#### [Document passage]
********
Patrick

Thanks for the McCabe reference. This issue reminded me of another issue 
(another thread possibly) which is that in the hard sciences there are more 
graphical displays than soft sciences. See 

Smith, Laurence D.; Best, Lisa A.; Stubbs, D. Alan; Archibald, Andrea Bastiani; 
Roberson-Nay, Roxann. Constructing knowledge: The role of graphs and tables in 
hard and soft psychology. American Psychologist, Vol 57(10), Oct, 2002. pp. 
749-761.

The article focuses on graphs and tables, but in general (fMRI notwithstanding) 
graphs and pictures are a sign of good science. Perhaps because graphs often 
show functional relationships, which are more informative than "statistically 
significant" results. Many of our durable findings - Pavlov's acquisition 
curves, Ebbinghaus' forgetting functions, operant conditioning curves, are 
communicated best graphically. 

==========================
John W. Kulig, Ph.D.
Professor of Psychology
Director, Psychology Honors 
Plymouth State University 
Plymouth NH 03264 
==========================

----- Original Message -----
From: "Patrick Dolan" <pdo...@drew.edu>
To: "Teaching in the Psychological Sciences (TIPS)" <tips@fsulist.frostburg.edu>
Sent: Thursday, March 31, 2011 2:07:04 PM
Subject: Re: [tips] Neurobabble





Oh but pictures of brains with colored parts just screams science! 
http://www.ncbi.nlm.nih.gov/pubmed/17803985 

Seeing is believing: the effect of brain images on judgments of scientific 
reasoning 
McCabe DP , Castel AD .
********
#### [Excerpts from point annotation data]
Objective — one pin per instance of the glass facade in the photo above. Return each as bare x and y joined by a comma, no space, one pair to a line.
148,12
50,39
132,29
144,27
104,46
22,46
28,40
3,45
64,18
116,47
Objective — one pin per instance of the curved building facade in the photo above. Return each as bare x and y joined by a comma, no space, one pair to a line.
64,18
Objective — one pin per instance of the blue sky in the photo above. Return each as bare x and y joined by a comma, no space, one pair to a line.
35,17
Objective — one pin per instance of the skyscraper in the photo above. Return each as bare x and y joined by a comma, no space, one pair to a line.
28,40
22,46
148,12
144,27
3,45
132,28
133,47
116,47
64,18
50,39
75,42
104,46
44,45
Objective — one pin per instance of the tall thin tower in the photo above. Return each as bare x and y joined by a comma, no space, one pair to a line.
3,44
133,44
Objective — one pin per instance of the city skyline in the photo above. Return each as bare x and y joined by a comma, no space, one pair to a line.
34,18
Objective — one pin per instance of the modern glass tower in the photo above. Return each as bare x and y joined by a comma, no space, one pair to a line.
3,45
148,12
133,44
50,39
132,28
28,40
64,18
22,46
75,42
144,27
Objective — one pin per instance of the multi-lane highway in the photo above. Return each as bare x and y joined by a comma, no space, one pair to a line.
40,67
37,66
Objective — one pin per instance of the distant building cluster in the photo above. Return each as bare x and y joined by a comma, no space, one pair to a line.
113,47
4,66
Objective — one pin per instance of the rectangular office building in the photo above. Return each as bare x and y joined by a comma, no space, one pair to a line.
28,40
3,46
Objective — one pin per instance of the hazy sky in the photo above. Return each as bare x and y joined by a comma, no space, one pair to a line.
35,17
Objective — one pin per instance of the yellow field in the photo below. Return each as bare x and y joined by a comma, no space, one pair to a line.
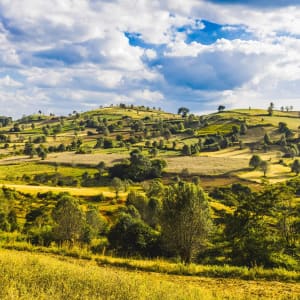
276,173
80,191
205,165
39,276
88,159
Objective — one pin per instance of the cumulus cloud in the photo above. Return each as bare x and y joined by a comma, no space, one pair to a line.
64,55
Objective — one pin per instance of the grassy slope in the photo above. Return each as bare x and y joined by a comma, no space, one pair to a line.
40,276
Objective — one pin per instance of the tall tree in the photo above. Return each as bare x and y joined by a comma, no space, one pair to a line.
295,167
185,220
183,111
69,219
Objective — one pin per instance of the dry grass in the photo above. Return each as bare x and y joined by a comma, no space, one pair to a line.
39,276
85,159
206,165
276,173
80,191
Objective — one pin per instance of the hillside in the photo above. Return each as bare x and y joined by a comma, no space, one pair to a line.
139,182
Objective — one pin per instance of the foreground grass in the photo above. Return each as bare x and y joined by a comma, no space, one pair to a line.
162,266
39,276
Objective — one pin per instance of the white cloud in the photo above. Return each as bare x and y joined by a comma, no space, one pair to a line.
61,53
8,82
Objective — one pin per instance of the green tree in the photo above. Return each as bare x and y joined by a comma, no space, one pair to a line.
131,236
69,219
267,139
255,161
221,108
185,220
295,167
117,185
265,167
183,111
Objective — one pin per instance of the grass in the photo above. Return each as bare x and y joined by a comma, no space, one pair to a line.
12,171
207,165
276,173
44,276
86,159
82,191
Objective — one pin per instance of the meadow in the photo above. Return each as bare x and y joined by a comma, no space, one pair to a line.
109,135
41,276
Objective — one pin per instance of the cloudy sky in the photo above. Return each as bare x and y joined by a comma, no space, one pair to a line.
65,55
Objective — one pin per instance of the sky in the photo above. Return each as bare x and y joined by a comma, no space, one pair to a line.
58,56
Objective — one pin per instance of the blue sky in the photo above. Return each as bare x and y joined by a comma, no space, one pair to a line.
63,55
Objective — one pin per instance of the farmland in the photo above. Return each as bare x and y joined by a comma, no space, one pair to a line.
106,175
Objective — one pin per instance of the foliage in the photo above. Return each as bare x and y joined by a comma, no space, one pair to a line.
185,220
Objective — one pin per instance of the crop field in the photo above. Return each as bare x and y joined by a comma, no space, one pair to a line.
75,191
205,165
39,276
85,159
276,173
15,171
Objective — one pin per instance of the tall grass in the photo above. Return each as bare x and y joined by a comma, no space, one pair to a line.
32,276
163,266
39,276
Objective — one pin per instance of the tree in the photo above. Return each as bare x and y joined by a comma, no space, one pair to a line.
221,108
255,161
69,219
267,139
265,166
270,109
183,111
243,129
295,167
130,236
117,185
186,150
185,220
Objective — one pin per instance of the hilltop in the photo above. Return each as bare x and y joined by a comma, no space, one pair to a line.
215,145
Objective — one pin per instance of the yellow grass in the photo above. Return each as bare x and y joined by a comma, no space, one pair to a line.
88,159
75,191
206,165
276,173
39,276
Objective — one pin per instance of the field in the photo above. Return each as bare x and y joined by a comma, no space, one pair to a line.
39,276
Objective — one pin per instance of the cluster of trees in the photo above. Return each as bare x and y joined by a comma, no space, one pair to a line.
257,163
138,167
175,220
216,142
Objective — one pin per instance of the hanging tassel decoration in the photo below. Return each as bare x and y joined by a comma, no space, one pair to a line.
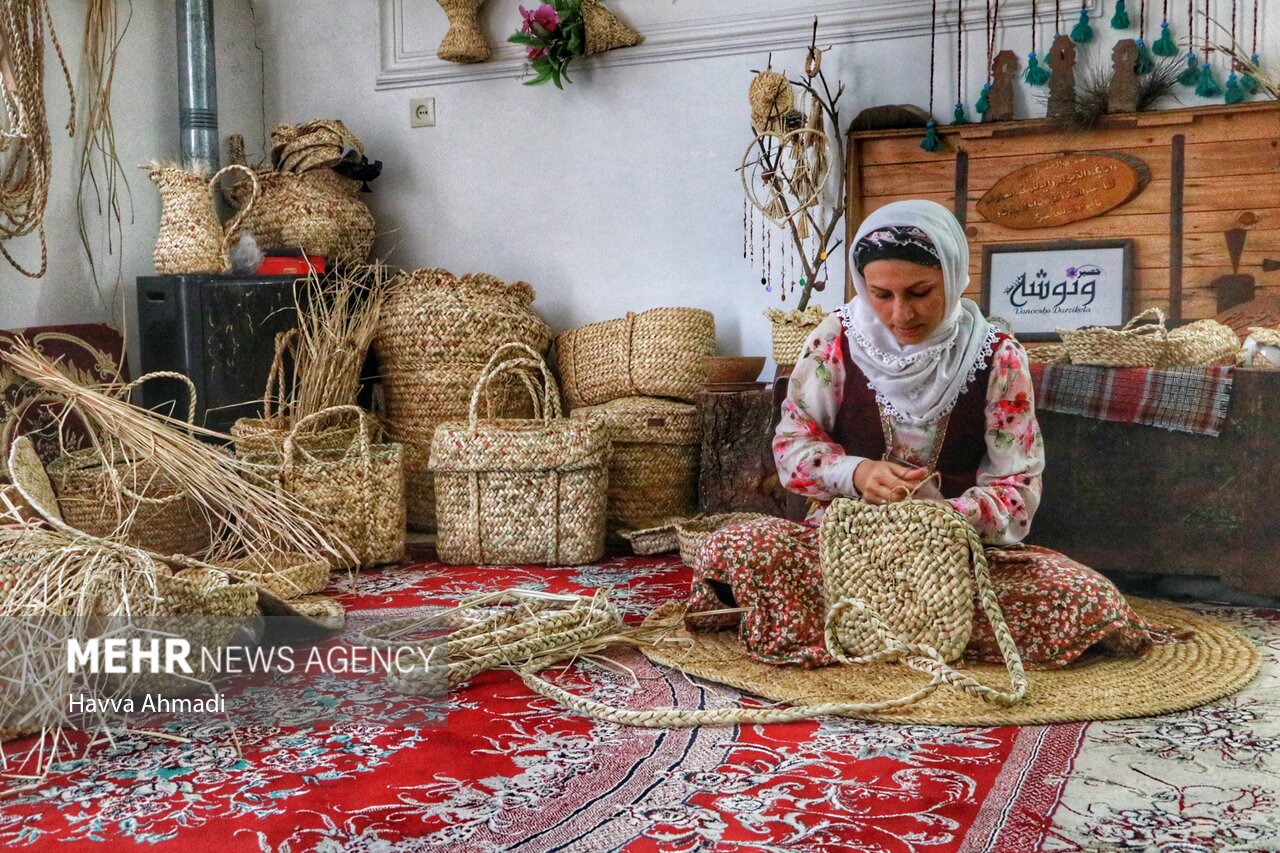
********
#### [Given task 1]
According to the email on graphs in hard and soft psychology, which durable findings are communicated best graphically?
#### [Given task 2]
Write what comes next in the email on graphs and brain images, picking up after its final line.

#### [Answer 1]
Pavlov's acquisition curves, Ebbinghaus' forgetting functions, and operant conditioning curves.

#### [Answer 2]
Abstract 


Brain images are believed to have a particularly persuasive influence on the 
public perception of research on cognition. Three experiments are reported 
showing that presenting brain images with articles summarizing cognitive 
neuroscience research resulted in higher ratings of scientific reasoning for 
arguments made in those articles, as compared to articles accompanied by bar 
graphs, a topographical map of brain activation, or no image. These data lend 
support to the notion that part of the fascination, and the credibility, of 
brain imaging research lies in the persuasive power of the actual brain images 
themselves. We argue that brain images are influential because they provide a 
physical basis for abstract cognitive processes, appealing to people's affinity 
for reductionistic explanations of cognitive phenomena. 

(on a sad note, Dave McCabe passed away earlier this year- a terrible loss to 
the field 
http://www.psychologicalscience.org/index.php/publications/observer/2011/march-11/in-memory-of-david-p-mccabe.html
 ) 




Patrick O. Dolan, Ph.D. 
Associate Professor and Chair of Psychology 
Drew University 
Madison, NJ 07940 
973-408-3558 
pdo...@drew.edu 
>>> John Kulig <ku...@mail.plymouth.edu> 3/31/2011 9:09 AM >>> 

Thanks Stephen, for this, you got to H-post before I did today. There does seem 
to be a fascination with these brain findings, and many of them merely point to 
a general area of the brain, which may be a first step but clearly not a 
complete "explanation." Though I am a sucker for these too. In my Mind, Brain, 
Evolution class I mention the role of the temporal lobes in creating 
out-of-the-body experiences and other spiritual phenomenon, but that's not a 
complete "explanation." And brain areas NOT lighted up will surely by a part of 
the explanation.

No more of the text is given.